TASK STATEMENT: From the article on OSCOLA bibliographies, list every part that the basic structure of an OSCOLA bibliography includes.

• 3-minute read
  • 16th October 2016

How to Compose an OSCOLA Bibliography

In the UK, the main  legal referencing system is OSCOLA. This system requires you to list all sources with full publication detail at the end of your document. Hence, we’re looking at how to format an OSCOLA bibliography.

Do I Need a Bibliography?

Short answer: Yes, but check your style guide for specifics.

Technically, the fourth edition of OSCOLA says that ‘shorter works, such as articles and essays, generally only require footnotes.’ However, most universities want you to demonstrate your ability to cite sources, so it’s usually best to include a full bibliography.

What Should an OSCOLA Bibliography Include?

The basic structure of an OSCOLA bibliography includes three things: a ‘Table of Cases’, a ‘Table of Legislation’ and a bibliography listing secondary sources.

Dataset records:
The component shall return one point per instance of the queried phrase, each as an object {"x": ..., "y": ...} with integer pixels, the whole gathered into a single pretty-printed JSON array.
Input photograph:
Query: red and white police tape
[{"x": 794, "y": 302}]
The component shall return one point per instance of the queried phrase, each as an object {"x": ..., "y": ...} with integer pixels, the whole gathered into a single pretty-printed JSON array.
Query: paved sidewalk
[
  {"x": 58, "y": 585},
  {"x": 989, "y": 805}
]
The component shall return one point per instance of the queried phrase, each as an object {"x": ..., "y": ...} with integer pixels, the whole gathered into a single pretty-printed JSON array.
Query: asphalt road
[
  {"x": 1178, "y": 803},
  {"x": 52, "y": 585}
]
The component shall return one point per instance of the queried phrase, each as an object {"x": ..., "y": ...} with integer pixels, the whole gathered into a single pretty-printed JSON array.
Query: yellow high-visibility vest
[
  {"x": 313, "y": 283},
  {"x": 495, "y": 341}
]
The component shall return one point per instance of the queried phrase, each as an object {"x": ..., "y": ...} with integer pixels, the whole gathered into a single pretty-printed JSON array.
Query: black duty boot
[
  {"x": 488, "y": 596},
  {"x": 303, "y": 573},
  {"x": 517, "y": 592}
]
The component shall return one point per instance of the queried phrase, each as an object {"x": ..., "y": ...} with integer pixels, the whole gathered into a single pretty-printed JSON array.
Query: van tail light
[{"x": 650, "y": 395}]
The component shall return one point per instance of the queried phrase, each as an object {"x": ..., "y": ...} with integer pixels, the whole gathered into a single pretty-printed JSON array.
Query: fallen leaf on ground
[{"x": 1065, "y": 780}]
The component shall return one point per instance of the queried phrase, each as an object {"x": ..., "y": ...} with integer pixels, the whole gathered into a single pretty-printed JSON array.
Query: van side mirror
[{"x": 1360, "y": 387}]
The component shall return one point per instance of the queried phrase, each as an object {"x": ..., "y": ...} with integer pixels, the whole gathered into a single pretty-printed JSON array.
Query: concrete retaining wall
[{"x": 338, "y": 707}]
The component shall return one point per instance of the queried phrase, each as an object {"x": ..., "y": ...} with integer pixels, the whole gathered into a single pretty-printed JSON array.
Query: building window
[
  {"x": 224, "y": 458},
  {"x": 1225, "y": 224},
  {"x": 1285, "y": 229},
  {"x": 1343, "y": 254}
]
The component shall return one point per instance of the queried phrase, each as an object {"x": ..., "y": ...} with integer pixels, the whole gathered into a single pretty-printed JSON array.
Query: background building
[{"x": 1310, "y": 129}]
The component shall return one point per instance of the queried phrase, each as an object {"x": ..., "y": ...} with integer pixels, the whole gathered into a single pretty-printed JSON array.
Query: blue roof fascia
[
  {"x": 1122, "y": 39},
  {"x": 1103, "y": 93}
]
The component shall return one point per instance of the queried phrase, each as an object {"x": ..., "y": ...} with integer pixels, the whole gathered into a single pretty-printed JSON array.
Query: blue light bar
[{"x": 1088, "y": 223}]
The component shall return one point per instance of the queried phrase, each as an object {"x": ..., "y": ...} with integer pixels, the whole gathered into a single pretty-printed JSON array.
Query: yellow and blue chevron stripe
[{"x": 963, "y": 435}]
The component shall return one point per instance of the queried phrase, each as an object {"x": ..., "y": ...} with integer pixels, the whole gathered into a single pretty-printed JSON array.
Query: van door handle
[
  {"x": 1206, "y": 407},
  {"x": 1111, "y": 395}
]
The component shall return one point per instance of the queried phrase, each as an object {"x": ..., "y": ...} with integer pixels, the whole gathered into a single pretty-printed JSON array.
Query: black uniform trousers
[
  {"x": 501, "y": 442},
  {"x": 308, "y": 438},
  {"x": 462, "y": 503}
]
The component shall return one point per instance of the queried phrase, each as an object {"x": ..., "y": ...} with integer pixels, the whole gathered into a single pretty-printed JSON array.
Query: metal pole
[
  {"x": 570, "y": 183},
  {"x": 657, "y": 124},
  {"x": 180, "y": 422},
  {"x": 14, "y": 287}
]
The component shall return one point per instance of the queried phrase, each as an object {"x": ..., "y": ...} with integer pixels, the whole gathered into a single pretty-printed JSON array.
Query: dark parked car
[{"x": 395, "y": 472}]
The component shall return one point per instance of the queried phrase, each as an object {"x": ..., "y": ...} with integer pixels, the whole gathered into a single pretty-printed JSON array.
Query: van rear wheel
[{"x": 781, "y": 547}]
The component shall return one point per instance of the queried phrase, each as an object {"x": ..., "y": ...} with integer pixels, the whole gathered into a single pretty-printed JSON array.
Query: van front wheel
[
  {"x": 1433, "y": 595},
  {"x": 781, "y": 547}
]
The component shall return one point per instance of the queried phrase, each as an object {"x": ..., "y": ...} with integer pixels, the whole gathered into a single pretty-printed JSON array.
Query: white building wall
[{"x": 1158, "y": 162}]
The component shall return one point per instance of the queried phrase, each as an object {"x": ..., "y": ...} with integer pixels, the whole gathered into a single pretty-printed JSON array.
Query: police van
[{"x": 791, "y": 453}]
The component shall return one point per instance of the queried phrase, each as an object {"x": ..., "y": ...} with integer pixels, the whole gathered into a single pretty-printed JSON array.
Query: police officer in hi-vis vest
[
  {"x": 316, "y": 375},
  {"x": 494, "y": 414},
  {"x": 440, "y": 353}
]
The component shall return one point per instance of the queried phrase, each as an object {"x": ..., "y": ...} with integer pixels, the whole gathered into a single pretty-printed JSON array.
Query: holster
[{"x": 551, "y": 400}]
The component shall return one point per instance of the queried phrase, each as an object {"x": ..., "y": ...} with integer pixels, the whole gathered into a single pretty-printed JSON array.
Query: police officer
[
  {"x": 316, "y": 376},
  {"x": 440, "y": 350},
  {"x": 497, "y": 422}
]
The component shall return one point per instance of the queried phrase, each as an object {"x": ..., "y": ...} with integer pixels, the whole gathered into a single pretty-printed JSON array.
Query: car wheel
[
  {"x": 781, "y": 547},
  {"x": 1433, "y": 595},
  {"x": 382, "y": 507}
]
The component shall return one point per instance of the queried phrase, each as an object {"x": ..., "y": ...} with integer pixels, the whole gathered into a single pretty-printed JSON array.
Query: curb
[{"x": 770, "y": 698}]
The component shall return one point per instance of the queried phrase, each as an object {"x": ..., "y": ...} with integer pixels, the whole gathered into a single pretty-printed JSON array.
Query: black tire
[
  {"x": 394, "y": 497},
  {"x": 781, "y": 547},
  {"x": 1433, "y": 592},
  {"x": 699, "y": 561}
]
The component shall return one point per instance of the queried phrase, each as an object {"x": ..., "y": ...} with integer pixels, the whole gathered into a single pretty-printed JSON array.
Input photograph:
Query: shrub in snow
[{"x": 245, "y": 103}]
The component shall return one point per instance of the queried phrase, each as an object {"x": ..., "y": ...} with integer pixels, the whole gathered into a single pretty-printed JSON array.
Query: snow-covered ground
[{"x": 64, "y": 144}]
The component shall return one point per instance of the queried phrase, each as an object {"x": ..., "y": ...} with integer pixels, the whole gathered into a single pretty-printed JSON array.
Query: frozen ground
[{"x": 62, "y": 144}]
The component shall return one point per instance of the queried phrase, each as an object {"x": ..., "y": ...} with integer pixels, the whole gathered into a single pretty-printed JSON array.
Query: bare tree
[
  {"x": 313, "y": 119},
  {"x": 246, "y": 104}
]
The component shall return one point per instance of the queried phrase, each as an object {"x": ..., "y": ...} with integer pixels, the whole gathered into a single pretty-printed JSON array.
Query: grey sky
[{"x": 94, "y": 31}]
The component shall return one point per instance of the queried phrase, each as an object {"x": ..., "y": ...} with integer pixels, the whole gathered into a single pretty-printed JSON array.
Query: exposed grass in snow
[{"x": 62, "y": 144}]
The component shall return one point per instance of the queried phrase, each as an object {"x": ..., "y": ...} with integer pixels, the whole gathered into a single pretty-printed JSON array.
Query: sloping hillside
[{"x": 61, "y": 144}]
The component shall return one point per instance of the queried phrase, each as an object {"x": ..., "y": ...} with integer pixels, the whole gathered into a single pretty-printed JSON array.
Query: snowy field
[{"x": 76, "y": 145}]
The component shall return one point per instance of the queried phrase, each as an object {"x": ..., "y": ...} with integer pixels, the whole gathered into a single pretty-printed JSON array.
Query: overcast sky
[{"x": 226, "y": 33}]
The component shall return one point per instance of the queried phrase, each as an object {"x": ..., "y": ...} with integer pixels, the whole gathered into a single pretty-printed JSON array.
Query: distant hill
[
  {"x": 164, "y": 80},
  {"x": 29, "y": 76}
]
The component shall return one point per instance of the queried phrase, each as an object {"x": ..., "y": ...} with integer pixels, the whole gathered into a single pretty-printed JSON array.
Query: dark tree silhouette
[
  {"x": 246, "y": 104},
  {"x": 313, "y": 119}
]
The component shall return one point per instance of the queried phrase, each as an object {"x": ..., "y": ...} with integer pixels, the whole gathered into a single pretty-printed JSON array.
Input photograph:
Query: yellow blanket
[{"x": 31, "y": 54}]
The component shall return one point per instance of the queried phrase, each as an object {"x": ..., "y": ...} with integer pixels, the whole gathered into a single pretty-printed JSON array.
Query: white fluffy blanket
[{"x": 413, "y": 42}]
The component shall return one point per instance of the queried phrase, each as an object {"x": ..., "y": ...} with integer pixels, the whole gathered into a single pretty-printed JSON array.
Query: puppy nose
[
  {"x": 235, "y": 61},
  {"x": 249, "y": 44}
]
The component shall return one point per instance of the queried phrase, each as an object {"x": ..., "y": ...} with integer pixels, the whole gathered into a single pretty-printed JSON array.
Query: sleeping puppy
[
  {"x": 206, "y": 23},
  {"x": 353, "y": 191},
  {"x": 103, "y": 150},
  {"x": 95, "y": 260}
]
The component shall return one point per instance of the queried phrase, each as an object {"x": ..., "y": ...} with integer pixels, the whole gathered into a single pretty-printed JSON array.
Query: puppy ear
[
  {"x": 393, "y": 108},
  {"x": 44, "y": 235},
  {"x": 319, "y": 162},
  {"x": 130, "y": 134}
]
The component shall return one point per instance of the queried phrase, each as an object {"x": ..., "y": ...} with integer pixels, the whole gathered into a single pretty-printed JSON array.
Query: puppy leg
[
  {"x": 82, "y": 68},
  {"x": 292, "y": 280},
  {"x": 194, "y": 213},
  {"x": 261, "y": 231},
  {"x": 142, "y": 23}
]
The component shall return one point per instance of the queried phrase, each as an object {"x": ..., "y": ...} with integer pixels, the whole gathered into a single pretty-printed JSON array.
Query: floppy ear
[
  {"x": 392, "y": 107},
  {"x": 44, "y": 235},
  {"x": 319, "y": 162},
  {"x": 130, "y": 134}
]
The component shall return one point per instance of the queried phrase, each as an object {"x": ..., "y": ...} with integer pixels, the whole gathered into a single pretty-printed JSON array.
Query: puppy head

FULL RESPONSE:
- A 'Table of Cases'
- A 'Table of Legislation'
- A bibliography listing secondary sources